• Task directions: In the lines from the one containing "Where can the mexican" through the one containing "pixel 158 56", replace "flag patch" with "flag emblem" and give those lines again with nothing else changed.

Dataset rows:
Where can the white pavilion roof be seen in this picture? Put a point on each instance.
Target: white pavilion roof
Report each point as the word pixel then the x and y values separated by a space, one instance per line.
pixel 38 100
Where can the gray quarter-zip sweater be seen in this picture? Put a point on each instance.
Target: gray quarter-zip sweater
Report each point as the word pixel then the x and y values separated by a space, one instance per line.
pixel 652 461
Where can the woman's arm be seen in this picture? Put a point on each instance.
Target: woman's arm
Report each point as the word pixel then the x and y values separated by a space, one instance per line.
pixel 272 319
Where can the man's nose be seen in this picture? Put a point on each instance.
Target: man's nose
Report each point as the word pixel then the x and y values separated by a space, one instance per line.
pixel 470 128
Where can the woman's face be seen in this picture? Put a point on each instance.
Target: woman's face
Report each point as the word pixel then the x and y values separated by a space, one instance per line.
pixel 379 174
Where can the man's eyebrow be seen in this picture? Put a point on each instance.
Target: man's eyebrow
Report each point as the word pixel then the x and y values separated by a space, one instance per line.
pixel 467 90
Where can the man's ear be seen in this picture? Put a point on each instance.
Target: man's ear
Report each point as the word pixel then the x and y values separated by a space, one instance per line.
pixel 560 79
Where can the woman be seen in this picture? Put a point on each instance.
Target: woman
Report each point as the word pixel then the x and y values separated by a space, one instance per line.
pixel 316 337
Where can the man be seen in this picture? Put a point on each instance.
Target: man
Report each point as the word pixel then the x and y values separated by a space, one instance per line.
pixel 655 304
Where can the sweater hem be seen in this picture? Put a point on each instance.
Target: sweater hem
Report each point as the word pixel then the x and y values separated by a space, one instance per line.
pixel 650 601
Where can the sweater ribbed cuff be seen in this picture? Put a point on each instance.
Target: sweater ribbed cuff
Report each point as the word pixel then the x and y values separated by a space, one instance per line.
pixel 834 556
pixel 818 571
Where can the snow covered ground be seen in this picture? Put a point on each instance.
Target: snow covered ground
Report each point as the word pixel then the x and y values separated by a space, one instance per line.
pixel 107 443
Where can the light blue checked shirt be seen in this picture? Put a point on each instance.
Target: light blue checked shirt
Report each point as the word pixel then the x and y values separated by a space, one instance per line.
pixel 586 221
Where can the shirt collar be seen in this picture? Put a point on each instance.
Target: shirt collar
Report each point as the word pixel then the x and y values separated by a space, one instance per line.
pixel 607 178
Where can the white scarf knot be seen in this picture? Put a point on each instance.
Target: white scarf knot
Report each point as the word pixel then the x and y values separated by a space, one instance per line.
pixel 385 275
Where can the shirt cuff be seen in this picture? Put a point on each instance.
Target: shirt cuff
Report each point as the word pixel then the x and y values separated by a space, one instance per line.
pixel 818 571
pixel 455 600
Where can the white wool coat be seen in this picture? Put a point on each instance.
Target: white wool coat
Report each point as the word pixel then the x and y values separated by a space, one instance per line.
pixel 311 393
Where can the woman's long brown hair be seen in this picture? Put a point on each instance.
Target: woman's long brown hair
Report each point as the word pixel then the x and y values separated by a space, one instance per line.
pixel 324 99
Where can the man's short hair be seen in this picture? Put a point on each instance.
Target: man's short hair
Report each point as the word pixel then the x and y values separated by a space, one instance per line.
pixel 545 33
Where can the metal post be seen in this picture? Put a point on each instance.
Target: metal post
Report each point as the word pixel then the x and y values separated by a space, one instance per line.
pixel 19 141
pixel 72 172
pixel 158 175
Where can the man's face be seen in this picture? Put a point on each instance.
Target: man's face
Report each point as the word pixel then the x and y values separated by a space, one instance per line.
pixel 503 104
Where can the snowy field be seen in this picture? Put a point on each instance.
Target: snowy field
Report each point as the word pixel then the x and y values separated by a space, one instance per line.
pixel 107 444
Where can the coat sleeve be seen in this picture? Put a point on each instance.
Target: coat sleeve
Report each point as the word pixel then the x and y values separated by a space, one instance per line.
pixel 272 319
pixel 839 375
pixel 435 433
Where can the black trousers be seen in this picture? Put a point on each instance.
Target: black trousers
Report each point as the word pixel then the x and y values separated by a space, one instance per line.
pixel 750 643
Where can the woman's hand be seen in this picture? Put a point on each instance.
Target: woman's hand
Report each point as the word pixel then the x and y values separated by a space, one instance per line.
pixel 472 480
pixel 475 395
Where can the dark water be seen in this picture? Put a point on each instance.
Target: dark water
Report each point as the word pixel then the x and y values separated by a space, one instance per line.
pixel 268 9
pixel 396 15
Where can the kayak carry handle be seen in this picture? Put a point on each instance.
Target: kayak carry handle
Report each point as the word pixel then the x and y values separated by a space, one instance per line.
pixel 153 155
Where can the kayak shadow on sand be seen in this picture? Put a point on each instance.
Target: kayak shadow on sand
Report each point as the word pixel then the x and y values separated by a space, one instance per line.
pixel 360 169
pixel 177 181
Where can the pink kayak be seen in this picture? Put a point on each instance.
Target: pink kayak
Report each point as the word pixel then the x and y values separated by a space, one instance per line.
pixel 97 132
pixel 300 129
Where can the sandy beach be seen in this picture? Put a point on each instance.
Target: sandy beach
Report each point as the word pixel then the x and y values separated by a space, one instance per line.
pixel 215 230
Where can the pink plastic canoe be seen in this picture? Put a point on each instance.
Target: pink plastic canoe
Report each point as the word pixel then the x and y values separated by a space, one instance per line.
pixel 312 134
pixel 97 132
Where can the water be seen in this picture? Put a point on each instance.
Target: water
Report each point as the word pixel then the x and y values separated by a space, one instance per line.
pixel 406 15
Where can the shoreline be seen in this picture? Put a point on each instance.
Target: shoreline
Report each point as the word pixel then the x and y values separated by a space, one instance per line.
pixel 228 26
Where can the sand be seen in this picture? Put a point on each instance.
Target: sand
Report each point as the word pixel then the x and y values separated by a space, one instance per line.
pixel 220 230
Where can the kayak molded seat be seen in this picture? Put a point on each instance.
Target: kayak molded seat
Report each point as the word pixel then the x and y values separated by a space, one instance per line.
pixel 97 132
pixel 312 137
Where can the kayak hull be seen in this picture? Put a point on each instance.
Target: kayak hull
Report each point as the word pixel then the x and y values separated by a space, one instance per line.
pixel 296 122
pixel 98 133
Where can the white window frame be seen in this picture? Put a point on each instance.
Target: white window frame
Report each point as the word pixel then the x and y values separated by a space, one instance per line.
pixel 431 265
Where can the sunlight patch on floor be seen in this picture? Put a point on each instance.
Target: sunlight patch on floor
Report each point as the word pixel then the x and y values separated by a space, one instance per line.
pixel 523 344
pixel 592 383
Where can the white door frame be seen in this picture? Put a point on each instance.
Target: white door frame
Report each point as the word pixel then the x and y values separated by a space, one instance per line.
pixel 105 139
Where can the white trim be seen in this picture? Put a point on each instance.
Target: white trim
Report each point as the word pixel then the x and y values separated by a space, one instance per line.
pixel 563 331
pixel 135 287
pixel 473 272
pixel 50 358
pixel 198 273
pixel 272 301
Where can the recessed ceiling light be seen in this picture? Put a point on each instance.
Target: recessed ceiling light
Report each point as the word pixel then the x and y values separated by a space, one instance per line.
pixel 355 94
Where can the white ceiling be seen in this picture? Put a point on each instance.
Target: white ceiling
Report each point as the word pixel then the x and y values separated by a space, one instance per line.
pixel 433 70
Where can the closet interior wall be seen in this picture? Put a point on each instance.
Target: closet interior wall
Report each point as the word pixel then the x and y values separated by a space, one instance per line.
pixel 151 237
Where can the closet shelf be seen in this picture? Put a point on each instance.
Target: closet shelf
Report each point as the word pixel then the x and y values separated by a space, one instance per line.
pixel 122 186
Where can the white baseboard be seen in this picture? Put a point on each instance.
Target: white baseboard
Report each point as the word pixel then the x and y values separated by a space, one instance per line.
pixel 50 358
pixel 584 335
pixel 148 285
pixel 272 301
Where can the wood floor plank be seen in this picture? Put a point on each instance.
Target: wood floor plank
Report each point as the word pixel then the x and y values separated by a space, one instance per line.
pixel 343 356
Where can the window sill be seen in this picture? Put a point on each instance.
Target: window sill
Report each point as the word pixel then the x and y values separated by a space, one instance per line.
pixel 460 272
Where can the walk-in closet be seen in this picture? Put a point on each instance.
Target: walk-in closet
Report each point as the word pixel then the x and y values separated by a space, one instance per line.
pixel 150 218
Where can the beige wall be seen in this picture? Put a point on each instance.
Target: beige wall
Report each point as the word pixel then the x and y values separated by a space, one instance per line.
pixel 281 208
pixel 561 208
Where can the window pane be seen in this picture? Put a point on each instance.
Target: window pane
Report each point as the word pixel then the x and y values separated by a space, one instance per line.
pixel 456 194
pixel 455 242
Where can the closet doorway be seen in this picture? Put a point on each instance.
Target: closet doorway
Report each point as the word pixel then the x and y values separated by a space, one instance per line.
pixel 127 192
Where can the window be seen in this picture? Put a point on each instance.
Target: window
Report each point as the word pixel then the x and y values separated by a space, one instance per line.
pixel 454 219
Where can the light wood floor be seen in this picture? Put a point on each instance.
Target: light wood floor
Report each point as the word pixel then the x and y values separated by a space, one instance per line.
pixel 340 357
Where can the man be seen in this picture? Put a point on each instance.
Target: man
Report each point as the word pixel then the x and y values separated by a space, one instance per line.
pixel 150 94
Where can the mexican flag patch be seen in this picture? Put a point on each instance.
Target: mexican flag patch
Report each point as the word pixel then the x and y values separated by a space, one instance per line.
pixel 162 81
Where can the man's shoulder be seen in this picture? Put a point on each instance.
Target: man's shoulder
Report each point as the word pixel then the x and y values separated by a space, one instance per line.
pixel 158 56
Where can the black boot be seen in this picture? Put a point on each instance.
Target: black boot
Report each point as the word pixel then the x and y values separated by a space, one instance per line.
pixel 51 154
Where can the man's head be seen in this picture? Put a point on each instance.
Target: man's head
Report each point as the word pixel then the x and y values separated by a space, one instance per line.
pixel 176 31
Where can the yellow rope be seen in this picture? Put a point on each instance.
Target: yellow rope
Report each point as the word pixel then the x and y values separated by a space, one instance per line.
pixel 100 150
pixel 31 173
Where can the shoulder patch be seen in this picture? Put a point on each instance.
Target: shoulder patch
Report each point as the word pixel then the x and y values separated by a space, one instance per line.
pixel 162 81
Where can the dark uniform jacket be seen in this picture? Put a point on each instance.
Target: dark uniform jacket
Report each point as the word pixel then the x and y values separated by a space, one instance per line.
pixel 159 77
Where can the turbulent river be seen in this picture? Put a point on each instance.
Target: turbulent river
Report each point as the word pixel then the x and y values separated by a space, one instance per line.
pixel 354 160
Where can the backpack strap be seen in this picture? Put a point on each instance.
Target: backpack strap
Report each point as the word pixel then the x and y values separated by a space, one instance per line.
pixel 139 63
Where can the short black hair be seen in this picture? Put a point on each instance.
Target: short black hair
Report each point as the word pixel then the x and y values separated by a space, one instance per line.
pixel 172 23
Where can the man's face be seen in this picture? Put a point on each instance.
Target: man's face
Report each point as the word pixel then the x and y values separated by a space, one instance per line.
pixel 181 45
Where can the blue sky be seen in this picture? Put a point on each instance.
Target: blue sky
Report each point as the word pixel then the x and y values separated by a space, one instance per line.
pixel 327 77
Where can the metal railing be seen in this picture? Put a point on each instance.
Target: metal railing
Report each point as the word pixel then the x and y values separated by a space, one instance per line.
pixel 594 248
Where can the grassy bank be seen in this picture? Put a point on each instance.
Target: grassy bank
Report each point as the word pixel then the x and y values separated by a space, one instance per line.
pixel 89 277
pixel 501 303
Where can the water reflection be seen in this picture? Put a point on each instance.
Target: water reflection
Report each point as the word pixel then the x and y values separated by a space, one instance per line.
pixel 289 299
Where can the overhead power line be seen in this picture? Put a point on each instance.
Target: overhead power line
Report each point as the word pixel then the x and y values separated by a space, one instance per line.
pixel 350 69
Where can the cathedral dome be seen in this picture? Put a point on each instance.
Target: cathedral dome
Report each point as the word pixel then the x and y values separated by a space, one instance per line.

• Correct output:
Where can the mexican flag emblem be seen in this picture? Put a point on each instance.
Target: mexican flag emblem
Report each point as the word pixel then the x and y values separated by a space, one instance per line.
pixel 162 81
Where can the man's shoulder be seen in this picture? Put a point on each instance.
Target: man's shoulder
Report each point as the word pixel then the x and y values separated by a space, one instance per line.
pixel 158 56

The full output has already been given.